**TASK INSTRUCTIONS**
Scale every polygon outline coordinate by 2.45 in the rows from the start through the line containing "M 243 231 L", both ends included, and round each result to a whole number with halves rounded up. Give all of those lines again with their other text unchanged, leave out the pictures, and include no other lines.

**DATA ENTRIES**
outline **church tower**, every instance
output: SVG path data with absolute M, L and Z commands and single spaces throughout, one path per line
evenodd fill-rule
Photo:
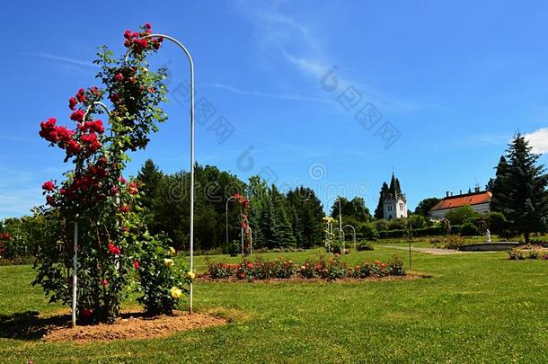
M 390 187 L 383 197 L 383 216 L 385 219 L 407 218 L 407 200 L 402 193 L 400 181 L 392 173 Z

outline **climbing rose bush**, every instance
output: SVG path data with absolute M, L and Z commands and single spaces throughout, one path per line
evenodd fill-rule
M 138 183 L 123 176 L 128 152 L 144 149 L 157 124 L 167 119 L 159 106 L 165 101 L 166 70 L 153 72 L 146 60 L 163 39 L 145 38 L 150 33 L 149 23 L 124 33 L 127 61 L 125 55 L 114 58 L 112 51 L 101 47 L 94 63 L 101 67 L 96 78 L 102 86 L 79 88 L 71 95 L 66 121 L 48 118 L 40 124 L 39 135 L 62 150 L 64 162 L 72 168 L 63 181 L 42 185 L 47 203 L 41 212 L 47 223 L 34 284 L 43 287 L 51 302 L 70 304 L 77 221 L 81 320 L 114 320 L 122 299 L 135 287 L 148 314 L 169 314 L 191 280 L 184 267 L 164 265 L 171 255 L 168 241 L 148 233 L 139 214 Z M 110 113 L 98 102 L 108 103 Z
M 243 231 L 243 255 L 249 255 L 252 248 L 252 233 L 249 226 L 248 210 L 252 207 L 249 199 L 240 193 L 233 195 L 236 203 L 240 205 L 241 222 L 240 226 Z

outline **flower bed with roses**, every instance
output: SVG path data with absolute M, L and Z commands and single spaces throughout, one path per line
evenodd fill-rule
M 249 281 L 294 278 L 335 280 L 406 274 L 402 259 L 395 255 L 387 262 L 366 261 L 356 266 L 349 266 L 336 255 L 332 259 L 320 257 L 317 260 L 307 260 L 301 265 L 283 259 L 269 262 L 258 258 L 254 262 L 243 260 L 240 263 L 209 262 L 208 268 L 208 276 L 212 280 L 236 279 Z
M 548 249 L 543 245 L 524 245 L 508 252 L 510 261 L 523 261 L 526 259 L 548 260 Z
M 159 106 L 166 100 L 166 69 L 153 72 L 146 60 L 163 39 L 146 38 L 151 32 L 146 23 L 124 33 L 127 59 L 100 49 L 94 63 L 101 67 L 96 78 L 102 87 L 80 88 L 69 98 L 67 119 L 74 127 L 55 118 L 40 123 L 40 136 L 64 151 L 64 162 L 73 168 L 63 181 L 42 185 L 47 204 L 40 208 L 45 224 L 33 284 L 41 285 L 51 302 L 70 304 L 77 222 L 80 321 L 114 321 L 131 289 L 141 293 L 137 300 L 147 315 L 171 314 L 193 278 L 184 267 L 166 262 L 173 253 L 170 242 L 149 234 L 139 214 L 139 183 L 122 174 L 127 153 L 144 149 L 157 123 L 167 119 Z M 102 102 L 110 104 L 109 114 Z

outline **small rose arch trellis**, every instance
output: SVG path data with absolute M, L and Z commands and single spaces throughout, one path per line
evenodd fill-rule
M 186 47 L 177 40 L 175 38 L 172 38 L 169 35 L 165 34 L 147 34 L 143 36 L 142 38 L 163 38 L 164 40 L 171 40 L 175 43 L 181 49 L 182 49 L 183 53 L 189 59 L 189 65 L 190 67 L 190 271 L 194 271 L 194 61 L 192 60 L 192 57 L 190 53 L 186 49 Z M 128 61 L 129 57 L 129 50 L 126 53 L 125 61 Z M 102 102 L 94 102 L 94 104 L 101 106 L 103 108 L 108 114 L 110 111 L 107 106 Z M 89 109 L 88 109 L 89 111 Z M 86 111 L 87 114 L 87 111 Z M 73 259 L 73 301 L 72 301 L 72 323 L 73 326 L 75 326 L 76 323 L 76 295 L 77 295 L 77 262 L 78 262 L 78 222 L 75 221 L 75 235 L 74 235 L 74 259 Z M 189 313 L 192 314 L 192 303 L 193 303 L 193 283 L 190 281 L 190 291 L 189 291 Z

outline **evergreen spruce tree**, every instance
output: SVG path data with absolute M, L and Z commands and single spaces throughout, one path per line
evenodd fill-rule
M 141 206 L 144 208 L 144 218 L 148 228 L 155 234 L 157 234 L 159 231 L 154 204 L 163 178 L 164 173 L 152 159 L 147 159 L 137 173 L 137 180 L 140 182 L 139 189 L 144 193 L 141 198 Z
M 270 200 L 271 193 L 266 195 L 266 199 L 262 205 L 262 210 L 261 212 L 261 220 L 259 222 L 259 228 L 262 235 L 262 246 L 272 249 L 276 247 L 278 241 L 274 223 L 274 206 Z
M 531 149 L 521 134 L 510 142 L 497 166 L 491 202 L 492 209 L 504 214 L 526 243 L 531 233 L 546 230 L 548 217 L 548 174 Z
M 273 233 L 276 244 L 284 248 L 296 246 L 296 239 L 293 235 L 293 229 L 287 217 L 286 196 L 280 193 L 275 185 L 272 185 L 270 198 L 274 209 Z

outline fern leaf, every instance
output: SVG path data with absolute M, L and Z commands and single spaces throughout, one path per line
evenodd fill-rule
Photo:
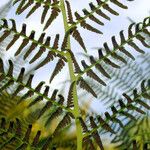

**RESULT OF THE EXERCISE**
outline **church tower**, every instance
output: SVG path data with absolute M, L and Z commands and single spaces throughout, one path per line
evenodd fill-rule
Photo:
M 956 458 L 938 483 L 938 529 L 943 537 L 997 534 L 997 490 L 985 473 L 980 443 L 960 424 Z

outline **climbing rose bush**, every instance
output: SVG path data with absolute M, L and Z commands and single spaces throughout, one path per line
evenodd fill-rule
M 338 448 L 301 431 L 314 372 L 353 365 L 385 304 L 409 292 L 390 260 L 404 247 L 407 172 L 375 176 L 358 147 L 399 96 L 355 93 L 368 81 L 365 56 L 304 81 L 311 149 L 306 135 L 279 142 L 274 125 L 247 115 L 230 154 L 247 164 L 235 191 L 250 211 L 194 216 L 174 233 L 162 296 L 118 289 L 98 304 L 96 331 L 152 368 L 157 397 L 176 412 L 154 443 L 103 453 L 115 497 L 100 519 L 115 546 L 83 696 L 105 703 L 125 740 L 172 745 L 189 541 L 198 784 L 279 784 L 299 733 L 331 703 L 363 769 L 414 769 L 468 686 L 451 654 L 402 649 L 419 625 L 412 590 L 363 571 L 341 524 Z M 270 277 L 240 250 L 265 252 Z
M 595 566 L 595 625 L 610 625 L 617 608 L 617 571 L 610 554 L 608 515 L 617 507 L 610 488 L 588 473 L 571 478 L 578 497 L 588 502 L 590 544 L 588 554 Z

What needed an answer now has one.